§ PROBLEM STATEMENT
Lines from the one containing "Return one point per instance of the stone paving, formatted" through the last line of the data are to be repeated word for word, both ends included.

§ PROVIDED MATERIAL

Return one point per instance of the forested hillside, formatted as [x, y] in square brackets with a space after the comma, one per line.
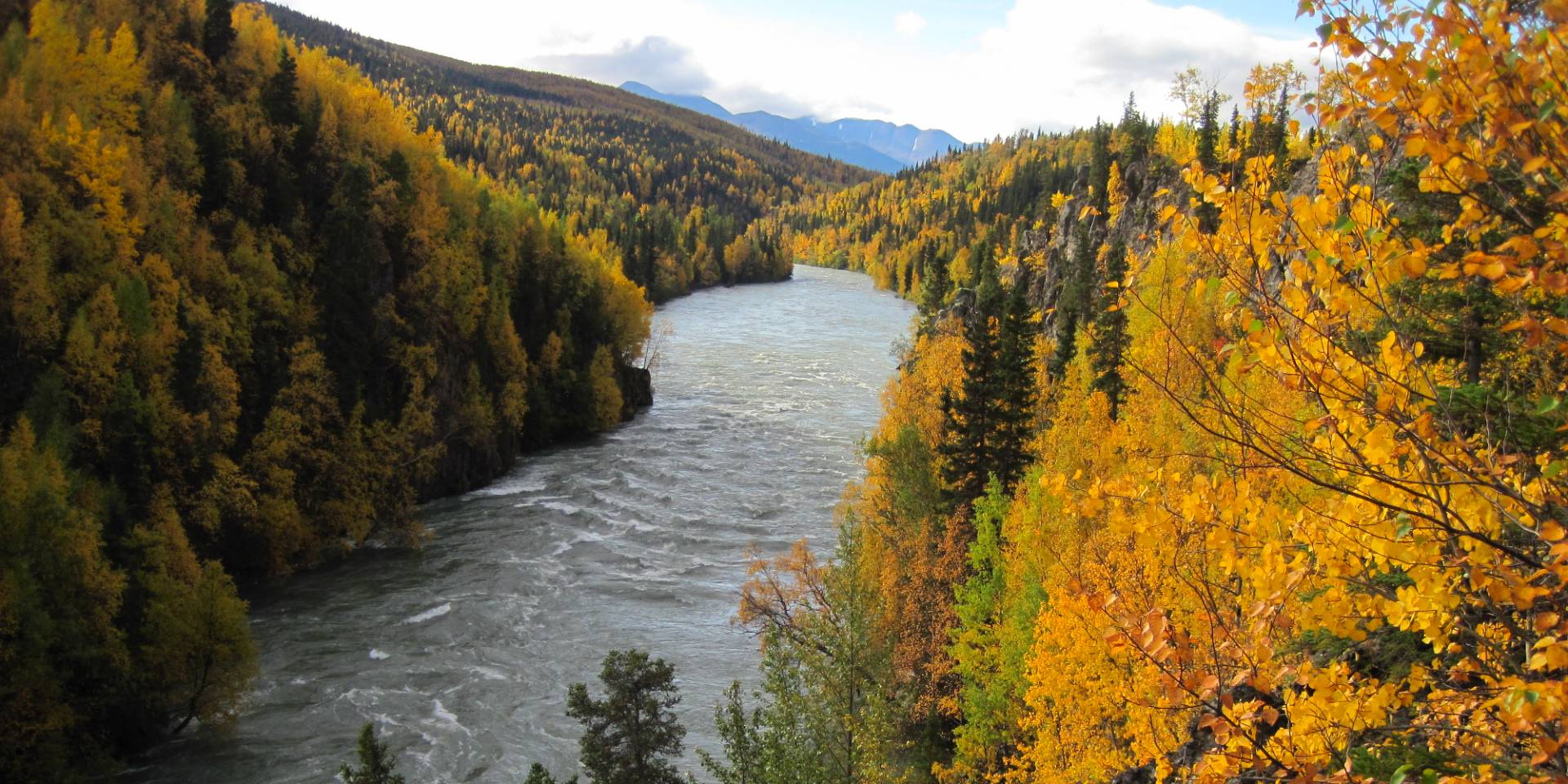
[1223, 452]
[250, 315]
[679, 195]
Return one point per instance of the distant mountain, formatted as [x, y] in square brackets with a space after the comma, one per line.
[869, 143]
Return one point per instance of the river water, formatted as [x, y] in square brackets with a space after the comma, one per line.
[461, 653]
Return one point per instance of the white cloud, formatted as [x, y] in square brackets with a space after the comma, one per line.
[1048, 63]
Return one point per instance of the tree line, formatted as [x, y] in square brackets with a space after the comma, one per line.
[681, 196]
[1223, 452]
[250, 317]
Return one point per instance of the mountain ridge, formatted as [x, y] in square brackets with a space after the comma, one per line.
[867, 143]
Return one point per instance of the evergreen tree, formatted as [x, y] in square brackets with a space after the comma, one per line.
[538, 775]
[630, 734]
[1209, 158]
[1111, 333]
[218, 35]
[376, 764]
[933, 283]
[1099, 165]
[1073, 303]
[988, 424]
[279, 95]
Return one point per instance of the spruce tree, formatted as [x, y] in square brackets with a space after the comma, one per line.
[1073, 303]
[968, 417]
[1209, 158]
[630, 736]
[216, 37]
[988, 424]
[376, 764]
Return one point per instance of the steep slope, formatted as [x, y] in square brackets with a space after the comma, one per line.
[248, 318]
[676, 194]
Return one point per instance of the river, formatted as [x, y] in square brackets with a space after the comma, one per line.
[461, 653]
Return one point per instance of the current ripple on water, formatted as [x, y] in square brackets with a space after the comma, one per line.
[461, 653]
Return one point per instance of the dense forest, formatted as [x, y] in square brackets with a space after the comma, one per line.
[1230, 448]
[250, 315]
[679, 195]
[1227, 448]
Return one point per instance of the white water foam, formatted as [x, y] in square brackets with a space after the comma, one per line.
[427, 615]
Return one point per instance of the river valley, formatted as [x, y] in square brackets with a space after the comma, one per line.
[461, 653]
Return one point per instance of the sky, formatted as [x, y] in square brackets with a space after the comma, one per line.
[974, 68]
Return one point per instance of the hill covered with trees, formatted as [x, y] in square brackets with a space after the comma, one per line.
[1225, 451]
[250, 315]
[679, 195]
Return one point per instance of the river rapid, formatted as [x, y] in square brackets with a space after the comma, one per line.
[461, 653]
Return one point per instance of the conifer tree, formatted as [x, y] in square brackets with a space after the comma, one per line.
[630, 736]
[218, 33]
[376, 764]
[988, 424]
[1111, 333]
[1209, 158]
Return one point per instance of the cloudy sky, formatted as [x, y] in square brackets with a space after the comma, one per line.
[974, 68]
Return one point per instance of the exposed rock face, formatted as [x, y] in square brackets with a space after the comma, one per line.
[637, 385]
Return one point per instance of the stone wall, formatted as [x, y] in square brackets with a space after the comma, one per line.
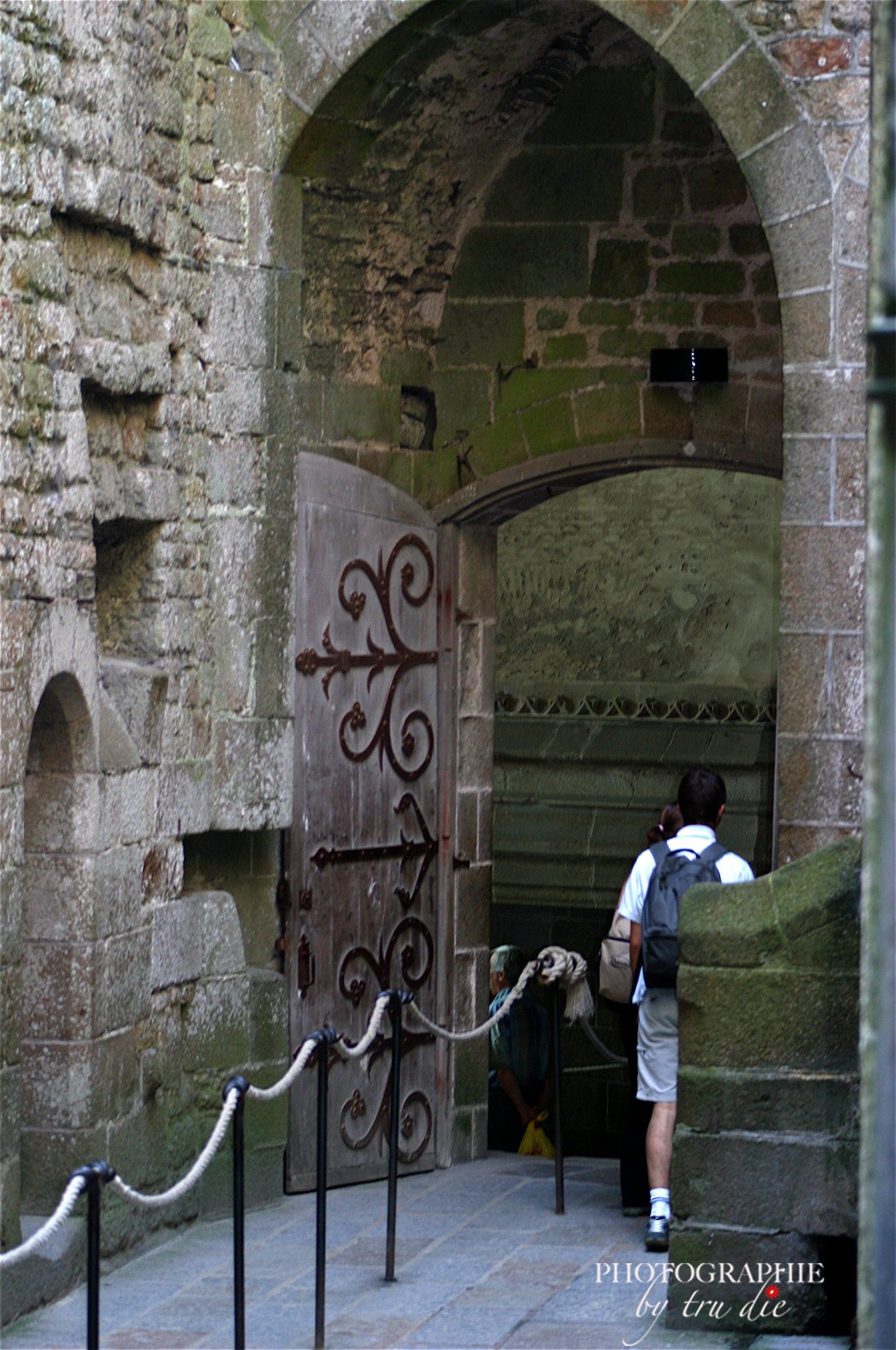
[168, 345]
[766, 1158]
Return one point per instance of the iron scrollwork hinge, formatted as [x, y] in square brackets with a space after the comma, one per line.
[341, 660]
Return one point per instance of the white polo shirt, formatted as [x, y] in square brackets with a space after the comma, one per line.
[696, 837]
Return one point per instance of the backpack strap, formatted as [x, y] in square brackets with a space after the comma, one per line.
[660, 851]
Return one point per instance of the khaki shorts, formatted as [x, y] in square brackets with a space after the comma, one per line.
[659, 1047]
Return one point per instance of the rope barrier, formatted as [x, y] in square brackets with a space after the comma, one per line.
[598, 1044]
[553, 964]
[43, 1234]
[154, 1202]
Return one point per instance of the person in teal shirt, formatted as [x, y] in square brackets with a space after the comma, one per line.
[518, 1079]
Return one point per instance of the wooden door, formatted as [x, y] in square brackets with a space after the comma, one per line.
[365, 851]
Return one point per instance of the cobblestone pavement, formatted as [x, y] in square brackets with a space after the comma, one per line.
[482, 1260]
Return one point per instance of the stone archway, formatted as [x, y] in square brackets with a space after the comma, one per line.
[59, 975]
[807, 181]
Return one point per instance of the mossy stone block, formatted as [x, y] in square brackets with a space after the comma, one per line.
[549, 427]
[768, 1101]
[687, 129]
[481, 335]
[360, 412]
[435, 475]
[462, 403]
[329, 150]
[719, 184]
[668, 312]
[630, 374]
[748, 239]
[535, 386]
[498, 446]
[600, 107]
[767, 921]
[759, 1018]
[570, 347]
[549, 319]
[559, 184]
[534, 261]
[667, 413]
[605, 415]
[602, 314]
[695, 241]
[621, 268]
[659, 192]
[405, 367]
[803, 1185]
[701, 278]
[629, 342]
[210, 37]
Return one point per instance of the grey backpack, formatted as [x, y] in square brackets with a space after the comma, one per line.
[674, 874]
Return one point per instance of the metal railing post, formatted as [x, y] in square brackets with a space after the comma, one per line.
[557, 1101]
[324, 1040]
[396, 999]
[96, 1175]
[239, 1210]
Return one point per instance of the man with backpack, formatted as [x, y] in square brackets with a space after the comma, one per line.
[651, 902]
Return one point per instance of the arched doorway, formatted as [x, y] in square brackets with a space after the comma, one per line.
[636, 637]
[59, 978]
[502, 219]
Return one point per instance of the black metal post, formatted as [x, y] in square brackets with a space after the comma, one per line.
[324, 1040]
[557, 1101]
[239, 1212]
[395, 1121]
[96, 1175]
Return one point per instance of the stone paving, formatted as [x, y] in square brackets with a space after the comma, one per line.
[482, 1260]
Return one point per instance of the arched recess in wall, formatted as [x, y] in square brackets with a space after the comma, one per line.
[504, 214]
[60, 1097]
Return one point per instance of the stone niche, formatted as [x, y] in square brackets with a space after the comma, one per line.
[766, 1158]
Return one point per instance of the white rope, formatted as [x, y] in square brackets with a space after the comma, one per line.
[305, 1052]
[354, 1052]
[553, 964]
[154, 1202]
[43, 1234]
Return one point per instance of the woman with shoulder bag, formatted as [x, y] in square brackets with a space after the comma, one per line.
[617, 985]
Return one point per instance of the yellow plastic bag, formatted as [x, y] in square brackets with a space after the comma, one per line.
[535, 1141]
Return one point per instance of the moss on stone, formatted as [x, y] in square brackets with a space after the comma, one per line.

§ SOLVED PROBLEM
Return one point per instance of the stone paving, formatted as [x, y] in square brackets with a space after the comma, one per line.
[482, 1260]
Return one point per instance of the arched recess in wall, formatted as [x, y] in square brackets with a space after the comma, one per line.
[504, 214]
[60, 1097]
Return one point per instance of the stone niche, formatted as [x, y] in square brackets with a space after the comma, one per line.
[766, 1158]
Return one point per instance of the white rope, formatted as [x, y] in square brackets with a space after the comma, one per line.
[305, 1052]
[354, 1052]
[553, 964]
[154, 1202]
[43, 1234]
Return one point per instance of the woman with shoulder bag, formatted as [x, y] in square brackets with a space after the comma, one per line.
[617, 985]
Return one point per instance of the yellow plastic bag, formatted as [x, y] in square brackets with a space after the comma, one per line.
[535, 1141]
Return one point per instance of the moss on stone, formatted as [x, y] in square brackets with a space after the comma, one per line.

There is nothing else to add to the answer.